Point localization data
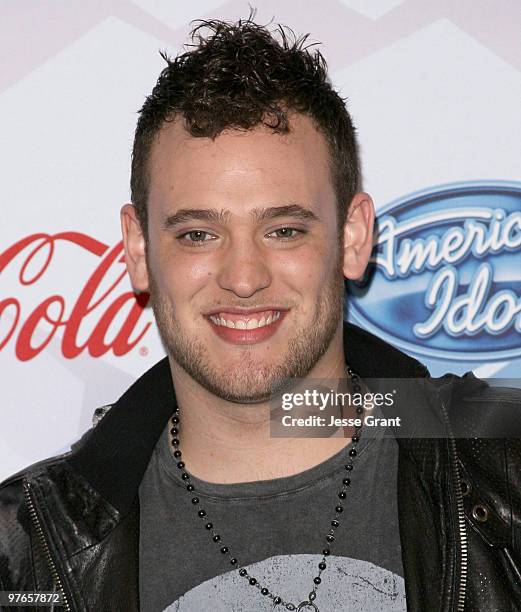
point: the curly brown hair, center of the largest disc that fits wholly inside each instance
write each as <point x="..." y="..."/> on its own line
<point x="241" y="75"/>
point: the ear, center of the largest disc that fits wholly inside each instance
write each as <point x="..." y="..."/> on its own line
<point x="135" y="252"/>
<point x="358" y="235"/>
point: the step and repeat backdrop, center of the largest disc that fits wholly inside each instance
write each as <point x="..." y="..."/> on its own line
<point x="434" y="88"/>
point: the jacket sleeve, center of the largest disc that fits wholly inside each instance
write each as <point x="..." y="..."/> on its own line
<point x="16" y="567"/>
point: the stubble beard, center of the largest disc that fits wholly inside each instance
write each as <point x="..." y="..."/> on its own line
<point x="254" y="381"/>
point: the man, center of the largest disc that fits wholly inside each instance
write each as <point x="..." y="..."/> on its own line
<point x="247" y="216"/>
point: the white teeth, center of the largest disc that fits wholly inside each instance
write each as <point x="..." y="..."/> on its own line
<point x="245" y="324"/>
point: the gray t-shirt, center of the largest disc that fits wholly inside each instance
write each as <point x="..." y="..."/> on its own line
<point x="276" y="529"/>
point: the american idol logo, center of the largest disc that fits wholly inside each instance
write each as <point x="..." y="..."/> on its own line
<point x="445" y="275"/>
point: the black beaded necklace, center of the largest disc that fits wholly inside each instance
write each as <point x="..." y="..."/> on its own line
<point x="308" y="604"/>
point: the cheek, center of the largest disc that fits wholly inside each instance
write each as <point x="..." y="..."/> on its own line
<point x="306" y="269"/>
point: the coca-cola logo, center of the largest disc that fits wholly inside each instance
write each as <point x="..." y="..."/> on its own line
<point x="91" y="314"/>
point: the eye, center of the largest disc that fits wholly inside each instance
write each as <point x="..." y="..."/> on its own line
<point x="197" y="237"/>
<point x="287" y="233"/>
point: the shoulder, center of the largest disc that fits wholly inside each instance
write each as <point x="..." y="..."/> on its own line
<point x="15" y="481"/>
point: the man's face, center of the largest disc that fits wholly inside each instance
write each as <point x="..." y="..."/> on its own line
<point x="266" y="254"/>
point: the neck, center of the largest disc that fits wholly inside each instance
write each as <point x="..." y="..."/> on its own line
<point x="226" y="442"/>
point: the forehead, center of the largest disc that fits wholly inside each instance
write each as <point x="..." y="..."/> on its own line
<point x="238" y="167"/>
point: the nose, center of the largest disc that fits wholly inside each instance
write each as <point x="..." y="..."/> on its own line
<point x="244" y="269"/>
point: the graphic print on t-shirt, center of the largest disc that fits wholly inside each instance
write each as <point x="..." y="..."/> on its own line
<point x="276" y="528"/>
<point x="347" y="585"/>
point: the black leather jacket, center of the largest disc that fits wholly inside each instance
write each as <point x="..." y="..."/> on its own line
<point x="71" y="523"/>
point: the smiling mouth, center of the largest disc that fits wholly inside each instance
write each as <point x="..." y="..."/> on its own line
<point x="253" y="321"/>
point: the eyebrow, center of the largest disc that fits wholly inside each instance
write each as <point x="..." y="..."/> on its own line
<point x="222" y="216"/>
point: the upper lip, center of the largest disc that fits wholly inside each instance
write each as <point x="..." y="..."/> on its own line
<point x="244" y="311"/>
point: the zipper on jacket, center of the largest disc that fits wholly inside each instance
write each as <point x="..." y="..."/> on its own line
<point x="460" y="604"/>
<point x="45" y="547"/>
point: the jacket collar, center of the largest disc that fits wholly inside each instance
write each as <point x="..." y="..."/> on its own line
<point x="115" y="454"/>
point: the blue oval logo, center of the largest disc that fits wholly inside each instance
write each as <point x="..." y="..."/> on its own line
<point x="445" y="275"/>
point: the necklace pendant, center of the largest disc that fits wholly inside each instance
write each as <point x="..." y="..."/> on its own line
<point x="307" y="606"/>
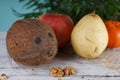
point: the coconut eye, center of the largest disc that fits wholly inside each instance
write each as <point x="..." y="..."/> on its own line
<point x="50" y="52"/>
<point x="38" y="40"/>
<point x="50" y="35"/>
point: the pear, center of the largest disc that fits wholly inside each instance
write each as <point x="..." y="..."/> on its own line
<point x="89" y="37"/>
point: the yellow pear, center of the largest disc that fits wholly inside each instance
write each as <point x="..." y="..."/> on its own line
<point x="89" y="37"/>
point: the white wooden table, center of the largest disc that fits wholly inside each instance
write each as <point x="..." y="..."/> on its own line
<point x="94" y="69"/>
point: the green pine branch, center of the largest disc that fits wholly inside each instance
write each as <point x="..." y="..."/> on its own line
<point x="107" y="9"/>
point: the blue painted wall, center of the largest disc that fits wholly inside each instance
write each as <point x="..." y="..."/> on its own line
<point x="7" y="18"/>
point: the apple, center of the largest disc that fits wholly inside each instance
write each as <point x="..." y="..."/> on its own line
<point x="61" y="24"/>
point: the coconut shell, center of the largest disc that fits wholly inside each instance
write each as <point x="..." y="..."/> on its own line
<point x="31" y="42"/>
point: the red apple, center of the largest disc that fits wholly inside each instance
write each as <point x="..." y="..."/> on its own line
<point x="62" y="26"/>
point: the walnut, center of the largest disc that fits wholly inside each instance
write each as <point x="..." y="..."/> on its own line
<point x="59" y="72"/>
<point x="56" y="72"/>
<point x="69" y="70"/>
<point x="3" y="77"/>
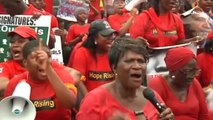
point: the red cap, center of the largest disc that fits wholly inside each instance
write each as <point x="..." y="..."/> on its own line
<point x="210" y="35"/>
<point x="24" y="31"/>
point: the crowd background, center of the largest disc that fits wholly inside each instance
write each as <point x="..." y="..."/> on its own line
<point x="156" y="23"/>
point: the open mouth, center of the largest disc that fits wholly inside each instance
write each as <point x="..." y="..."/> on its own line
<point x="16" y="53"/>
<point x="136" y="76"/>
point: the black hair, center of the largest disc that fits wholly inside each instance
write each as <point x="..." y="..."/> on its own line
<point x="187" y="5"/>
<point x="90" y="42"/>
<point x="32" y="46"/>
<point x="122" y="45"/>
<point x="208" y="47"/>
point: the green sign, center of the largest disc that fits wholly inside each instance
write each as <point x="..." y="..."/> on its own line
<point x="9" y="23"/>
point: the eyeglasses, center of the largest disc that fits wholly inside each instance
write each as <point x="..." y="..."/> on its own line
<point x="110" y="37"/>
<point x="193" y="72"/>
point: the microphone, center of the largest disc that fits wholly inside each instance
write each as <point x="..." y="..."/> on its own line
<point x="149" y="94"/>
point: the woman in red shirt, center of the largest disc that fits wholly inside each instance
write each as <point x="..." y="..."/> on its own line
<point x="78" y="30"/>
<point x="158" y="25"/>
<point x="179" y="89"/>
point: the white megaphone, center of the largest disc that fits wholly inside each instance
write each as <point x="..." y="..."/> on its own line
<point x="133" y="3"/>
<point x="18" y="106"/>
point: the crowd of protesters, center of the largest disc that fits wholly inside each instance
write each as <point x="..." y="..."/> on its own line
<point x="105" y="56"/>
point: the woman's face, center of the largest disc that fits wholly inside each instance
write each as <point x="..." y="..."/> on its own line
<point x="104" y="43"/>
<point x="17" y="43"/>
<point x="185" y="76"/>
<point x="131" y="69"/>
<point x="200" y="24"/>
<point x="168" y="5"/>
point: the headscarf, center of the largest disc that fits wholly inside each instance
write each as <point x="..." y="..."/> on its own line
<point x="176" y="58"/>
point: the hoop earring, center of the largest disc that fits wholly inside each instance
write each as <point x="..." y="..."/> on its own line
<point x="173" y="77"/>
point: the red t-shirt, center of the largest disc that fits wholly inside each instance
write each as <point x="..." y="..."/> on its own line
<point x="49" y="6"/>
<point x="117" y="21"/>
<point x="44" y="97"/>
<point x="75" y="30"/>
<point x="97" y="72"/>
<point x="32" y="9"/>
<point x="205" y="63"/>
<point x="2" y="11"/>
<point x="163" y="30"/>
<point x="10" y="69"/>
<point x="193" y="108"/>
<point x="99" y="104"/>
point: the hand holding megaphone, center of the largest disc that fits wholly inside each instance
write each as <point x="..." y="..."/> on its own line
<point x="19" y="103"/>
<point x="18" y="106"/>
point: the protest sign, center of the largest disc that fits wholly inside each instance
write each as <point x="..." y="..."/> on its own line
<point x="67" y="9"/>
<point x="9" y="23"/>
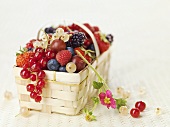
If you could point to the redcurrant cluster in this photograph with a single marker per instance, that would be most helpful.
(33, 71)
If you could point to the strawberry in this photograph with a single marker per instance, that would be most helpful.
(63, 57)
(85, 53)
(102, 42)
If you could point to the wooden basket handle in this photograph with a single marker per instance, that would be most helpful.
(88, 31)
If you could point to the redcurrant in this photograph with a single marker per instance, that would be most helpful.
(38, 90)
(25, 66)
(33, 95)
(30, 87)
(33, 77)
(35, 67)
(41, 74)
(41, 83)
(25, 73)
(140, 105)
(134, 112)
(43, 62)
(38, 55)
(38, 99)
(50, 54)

...

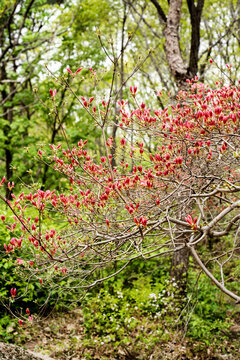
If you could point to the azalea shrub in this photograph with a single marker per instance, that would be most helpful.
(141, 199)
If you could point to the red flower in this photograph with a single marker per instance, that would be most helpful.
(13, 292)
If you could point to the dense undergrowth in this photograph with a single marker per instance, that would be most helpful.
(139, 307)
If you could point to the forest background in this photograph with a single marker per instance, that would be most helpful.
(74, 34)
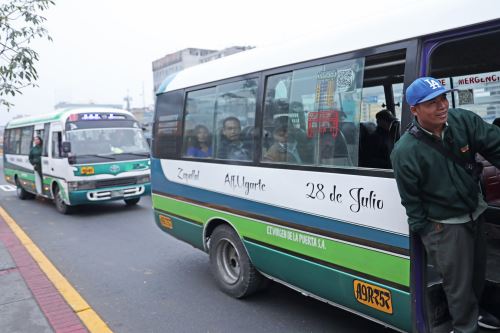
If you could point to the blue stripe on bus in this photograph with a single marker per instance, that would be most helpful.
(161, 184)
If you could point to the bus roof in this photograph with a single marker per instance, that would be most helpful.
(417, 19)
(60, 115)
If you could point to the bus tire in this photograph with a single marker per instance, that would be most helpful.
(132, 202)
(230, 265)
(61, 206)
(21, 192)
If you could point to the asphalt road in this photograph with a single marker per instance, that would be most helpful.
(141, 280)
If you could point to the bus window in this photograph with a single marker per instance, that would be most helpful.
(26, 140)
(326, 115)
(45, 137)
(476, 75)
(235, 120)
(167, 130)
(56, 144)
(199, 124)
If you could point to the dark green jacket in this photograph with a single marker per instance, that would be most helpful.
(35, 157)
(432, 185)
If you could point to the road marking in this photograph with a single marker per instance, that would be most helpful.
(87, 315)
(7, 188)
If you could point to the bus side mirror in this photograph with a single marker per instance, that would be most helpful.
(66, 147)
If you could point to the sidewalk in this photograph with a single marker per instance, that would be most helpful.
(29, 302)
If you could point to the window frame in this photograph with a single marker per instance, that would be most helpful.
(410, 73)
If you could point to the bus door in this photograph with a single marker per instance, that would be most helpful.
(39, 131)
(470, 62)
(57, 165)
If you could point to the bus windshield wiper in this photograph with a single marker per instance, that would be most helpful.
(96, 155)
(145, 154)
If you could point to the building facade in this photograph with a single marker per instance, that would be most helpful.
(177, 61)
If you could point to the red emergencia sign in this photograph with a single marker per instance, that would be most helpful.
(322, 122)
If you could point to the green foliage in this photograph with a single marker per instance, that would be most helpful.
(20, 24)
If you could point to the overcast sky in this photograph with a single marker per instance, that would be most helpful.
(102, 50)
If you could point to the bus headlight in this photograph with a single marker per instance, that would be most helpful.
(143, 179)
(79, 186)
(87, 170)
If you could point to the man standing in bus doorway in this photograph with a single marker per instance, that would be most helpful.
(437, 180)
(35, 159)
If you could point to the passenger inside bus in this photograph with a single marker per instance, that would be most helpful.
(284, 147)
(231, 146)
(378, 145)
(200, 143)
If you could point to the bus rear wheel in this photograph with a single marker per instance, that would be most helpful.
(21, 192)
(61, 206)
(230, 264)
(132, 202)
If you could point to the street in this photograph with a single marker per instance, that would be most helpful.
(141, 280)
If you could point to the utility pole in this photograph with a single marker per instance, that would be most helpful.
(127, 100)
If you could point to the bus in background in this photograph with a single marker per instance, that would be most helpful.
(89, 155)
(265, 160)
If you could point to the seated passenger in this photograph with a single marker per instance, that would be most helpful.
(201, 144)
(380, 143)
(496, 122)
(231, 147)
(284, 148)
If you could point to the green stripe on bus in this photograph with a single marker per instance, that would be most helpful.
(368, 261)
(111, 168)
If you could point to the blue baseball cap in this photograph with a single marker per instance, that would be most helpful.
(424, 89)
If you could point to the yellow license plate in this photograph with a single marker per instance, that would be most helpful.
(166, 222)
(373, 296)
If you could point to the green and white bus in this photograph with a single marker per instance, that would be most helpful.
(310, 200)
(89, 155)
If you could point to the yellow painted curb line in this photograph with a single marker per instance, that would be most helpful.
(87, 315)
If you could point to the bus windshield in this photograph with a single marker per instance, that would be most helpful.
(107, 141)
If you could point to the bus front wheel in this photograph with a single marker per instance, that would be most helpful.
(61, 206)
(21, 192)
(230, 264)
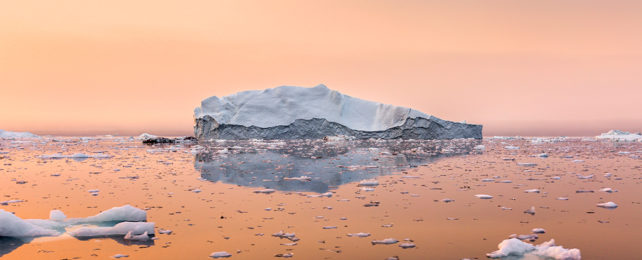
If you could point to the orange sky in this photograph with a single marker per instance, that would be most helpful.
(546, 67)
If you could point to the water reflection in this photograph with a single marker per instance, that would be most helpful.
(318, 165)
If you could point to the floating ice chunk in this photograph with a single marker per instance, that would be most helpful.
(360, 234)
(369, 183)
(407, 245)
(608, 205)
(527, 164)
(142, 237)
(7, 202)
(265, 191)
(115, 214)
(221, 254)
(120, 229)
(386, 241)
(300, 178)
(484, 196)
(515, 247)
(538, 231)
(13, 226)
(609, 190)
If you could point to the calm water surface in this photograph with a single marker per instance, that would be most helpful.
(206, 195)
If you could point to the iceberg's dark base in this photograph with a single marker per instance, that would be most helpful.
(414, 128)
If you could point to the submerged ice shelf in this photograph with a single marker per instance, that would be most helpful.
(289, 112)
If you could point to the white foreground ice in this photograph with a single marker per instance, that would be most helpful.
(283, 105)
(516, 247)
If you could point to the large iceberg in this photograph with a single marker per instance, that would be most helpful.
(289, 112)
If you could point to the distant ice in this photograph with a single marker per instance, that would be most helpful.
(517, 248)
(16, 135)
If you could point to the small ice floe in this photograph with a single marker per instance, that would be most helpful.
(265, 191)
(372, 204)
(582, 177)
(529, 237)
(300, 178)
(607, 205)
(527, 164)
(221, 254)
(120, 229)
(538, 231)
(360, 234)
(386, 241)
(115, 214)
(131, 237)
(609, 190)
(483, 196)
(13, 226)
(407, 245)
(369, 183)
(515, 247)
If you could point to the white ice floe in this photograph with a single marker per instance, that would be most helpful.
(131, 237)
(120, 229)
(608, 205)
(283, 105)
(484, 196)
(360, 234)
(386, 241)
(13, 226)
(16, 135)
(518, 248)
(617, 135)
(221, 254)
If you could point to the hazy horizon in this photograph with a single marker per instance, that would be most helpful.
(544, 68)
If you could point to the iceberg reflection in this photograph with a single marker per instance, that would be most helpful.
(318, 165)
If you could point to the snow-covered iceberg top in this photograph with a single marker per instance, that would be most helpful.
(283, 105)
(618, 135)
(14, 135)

> [What this task involves]
Which lines above hold the string "hair"? Show each of them.

> [Solved exercise]
point: the curly brown hair, center of the largest disc that fits wholly inside each instance
point: the black hair, center of the largest disc that fits wholly inside each instance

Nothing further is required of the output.